§ EXTRACT

RUDN biologists have shown the effectiveness of nano-fertilizers, solutions with metal-based nanoparticles necessary for plant growth. Unlike traditional fertilizers, they are easily absorbed by plants and do not pollute the environment. The results are published in Agronomy.
Newswise — The yield of agricultural crops depends on fertilizers, which supply the plants with the necessary elements. Most often, compounds of these elements are used in the form of soluble salts - they are considered bioavailable. The negative side of such fertilizers is leaching. Dissolved salts get not only into plants, but also into groundwater. Another possible option is insoluble fertilizers. They are safer for the environment, but their bioavailability is lower - it is harder for plants to absorb the necessary trace elements in this form. The modern solution are fertilizers based on nanoparticles. Nanoparticle solutions make microelements available to plants and at the same time do not pollute the environment. RUDN University biologists have created 7 types of such nanofertilizers and proved their effectiveness.
“Fertilizers play a crucial role in plant growth and yields. As a rule, soluble salts are used, which are easily absorbed by plants. However, most of these soluble salts leach into water resources. There are also solid forms of fertilizers, but useful trace elements in them are not so available to plants. Perhaps nanoparticles can solve these problems. They provide plants with microelements and at the same time minimize the risks of environmental pollution,” said Meisam Zargar, PhD, Associate Professor of the Agro-Biotechnological Department at RUDN University.

Extracted records
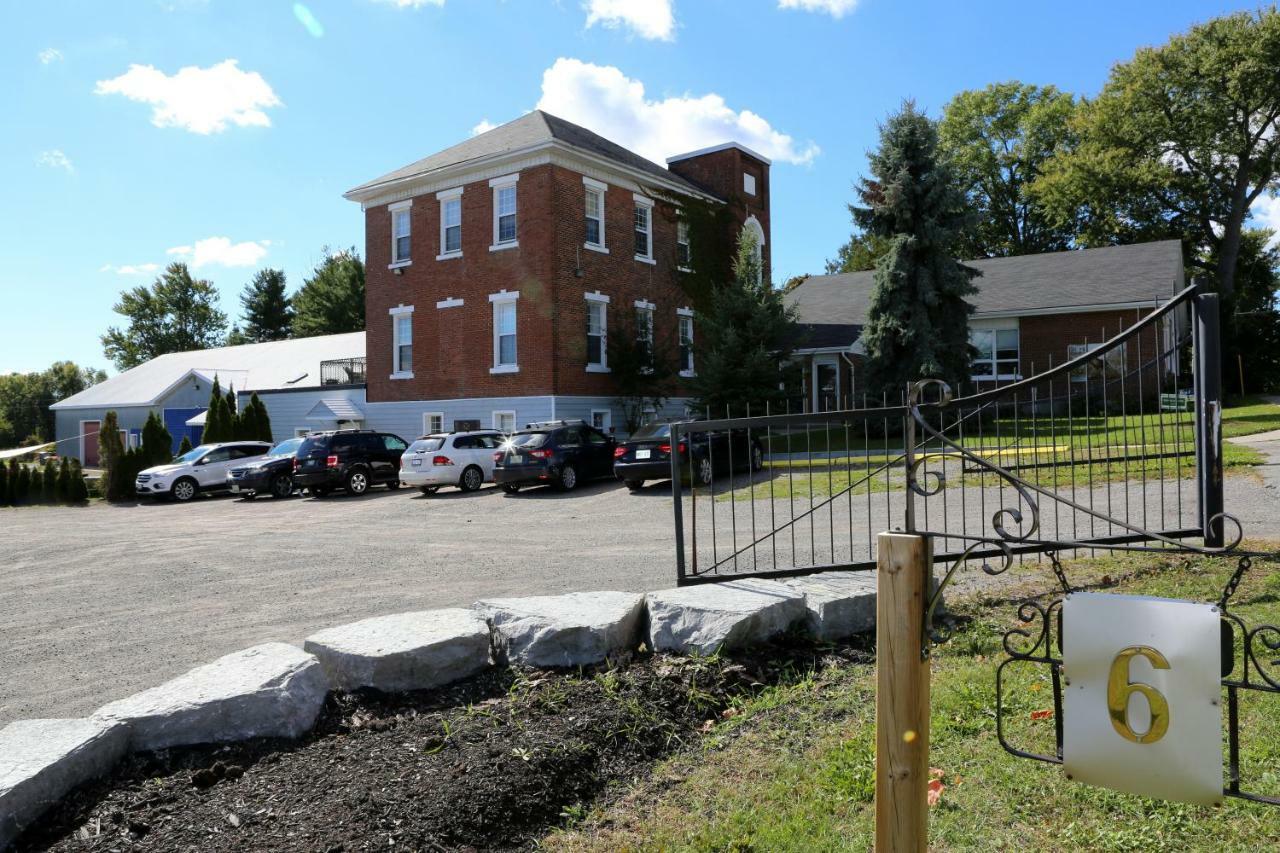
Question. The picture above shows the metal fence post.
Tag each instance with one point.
(1208, 416)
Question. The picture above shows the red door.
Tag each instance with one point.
(88, 438)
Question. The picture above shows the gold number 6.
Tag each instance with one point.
(1120, 688)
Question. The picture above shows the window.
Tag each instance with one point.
(685, 319)
(451, 223)
(504, 332)
(597, 329)
(504, 422)
(644, 228)
(594, 195)
(997, 354)
(503, 211)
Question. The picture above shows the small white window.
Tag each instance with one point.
(644, 229)
(451, 223)
(686, 342)
(504, 211)
(504, 351)
(504, 422)
(684, 256)
(401, 233)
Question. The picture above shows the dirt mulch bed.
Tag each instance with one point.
(488, 763)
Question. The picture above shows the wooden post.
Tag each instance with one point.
(903, 575)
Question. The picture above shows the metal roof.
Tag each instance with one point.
(252, 366)
(1072, 281)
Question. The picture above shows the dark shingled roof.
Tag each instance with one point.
(526, 131)
(1091, 277)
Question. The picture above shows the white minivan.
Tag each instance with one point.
(451, 459)
(201, 469)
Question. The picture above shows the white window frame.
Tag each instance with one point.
(497, 186)
(684, 315)
(394, 210)
(644, 201)
(397, 314)
(499, 300)
(992, 374)
(592, 186)
(600, 300)
(446, 197)
(503, 413)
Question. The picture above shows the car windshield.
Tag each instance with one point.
(287, 447)
(653, 430)
(192, 455)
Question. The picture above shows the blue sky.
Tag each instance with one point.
(224, 132)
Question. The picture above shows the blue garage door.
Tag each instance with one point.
(176, 422)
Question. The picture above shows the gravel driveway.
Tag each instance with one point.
(100, 602)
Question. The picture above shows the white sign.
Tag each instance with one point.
(1142, 696)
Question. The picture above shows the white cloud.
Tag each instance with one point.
(613, 105)
(129, 269)
(201, 100)
(222, 251)
(833, 8)
(55, 159)
(645, 18)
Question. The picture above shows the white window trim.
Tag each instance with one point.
(602, 299)
(644, 201)
(396, 314)
(394, 209)
(446, 196)
(689, 313)
(597, 186)
(497, 300)
(494, 186)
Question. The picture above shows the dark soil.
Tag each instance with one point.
(487, 763)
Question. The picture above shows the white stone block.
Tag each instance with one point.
(269, 690)
(565, 630)
(41, 761)
(707, 617)
(403, 652)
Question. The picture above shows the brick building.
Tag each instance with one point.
(498, 268)
(1031, 313)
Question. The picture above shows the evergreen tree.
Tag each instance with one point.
(918, 319)
(740, 341)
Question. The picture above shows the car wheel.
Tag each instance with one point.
(282, 486)
(183, 489)
(568, 478)
(472, 478)
(357, 482)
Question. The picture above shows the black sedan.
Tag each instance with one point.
(560, 454)
(703, 456)
(270, 475)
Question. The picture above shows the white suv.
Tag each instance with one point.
(451, 459)
(201, 469)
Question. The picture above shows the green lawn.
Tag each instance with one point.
(794, 770)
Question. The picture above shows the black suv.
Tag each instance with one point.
(348, 459)
(557, 452)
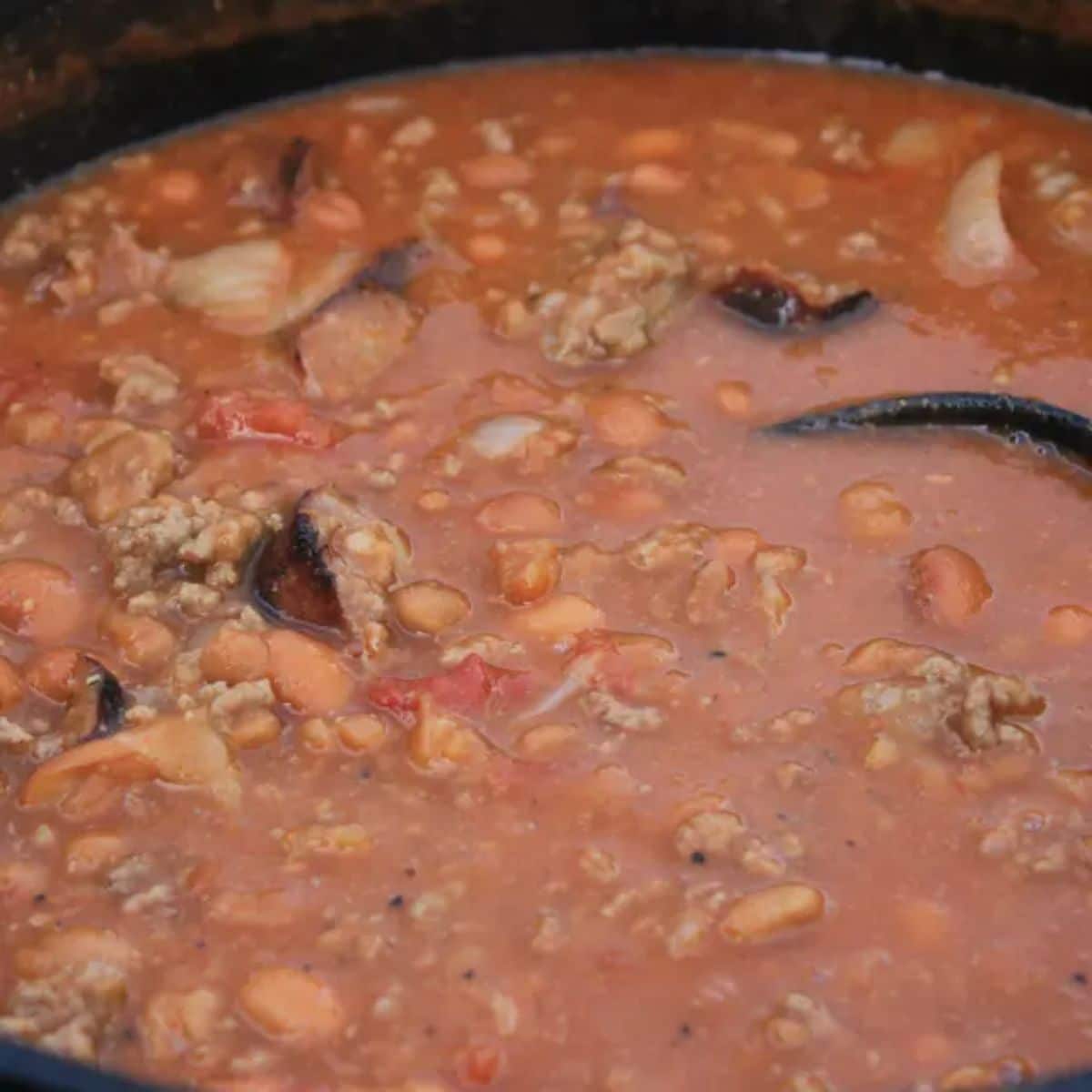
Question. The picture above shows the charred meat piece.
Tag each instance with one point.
(393, 268)
(272, 178)
(292, 584)
(296, 174)
(767, 303)
(1047, 427)
(97, 705)
(330, 568)
(350, 341)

§ APPLY WHAT YOU READ
1 > List every proper name that appears in the nano-fertilizer article, giving each one only once.
2 > Continue the nano-fertilizer article from the point where it ends.
The listing is separate material and has no connection to the nano-fertilizer article.

§ SET OF ANSWERS
1 > RUDN University; Agronomy; Newswise; Meisam Zargar; Agro-Biotechnological Department

2 >
In previous work, a group of biologists synthesized seven types of metal-based nanoparticles: zinc, magnesium, copper, iron, and silver. All these elements are an important part of many biologically active compounds that plants need for life and growth. The only exception is silver - it does not belong to the vital elements for a plant, but nevertheless affects its growth. Wheat and flax seeds were kept for 12 hours in a solution with different concentrations of nanoparticles and then germinated. Biologists monitored how quickly sprouts appear and how large.
Nanosilver lengthened the roots and shoots of flax, but reduced their length in wheat. Despite the fact that the seeds were in contact with the nanoparticle solutions for only 12 hours, a positive effect was observed a week after that. RUDN University biologists concluded that the surface of seeds absorbs nanoparticles, and then they gradually penetrate inside and “embed” in the germination process.
“Our results can be used in agriculture to improve seed germination. Such a significant impact in the early stages of growth will have similar effects in the later stages. Nanoparticles can increase yields. In addition, it will reduce the use of conventional fertilizers. This will contribute to the development of sustainable agriculture. However, nanoparticles still need to be tested on a large scale - in field and greenhouse experiments,” said Maryam Bayat, PhD student at the Agro-Technological Institute of RUDN University.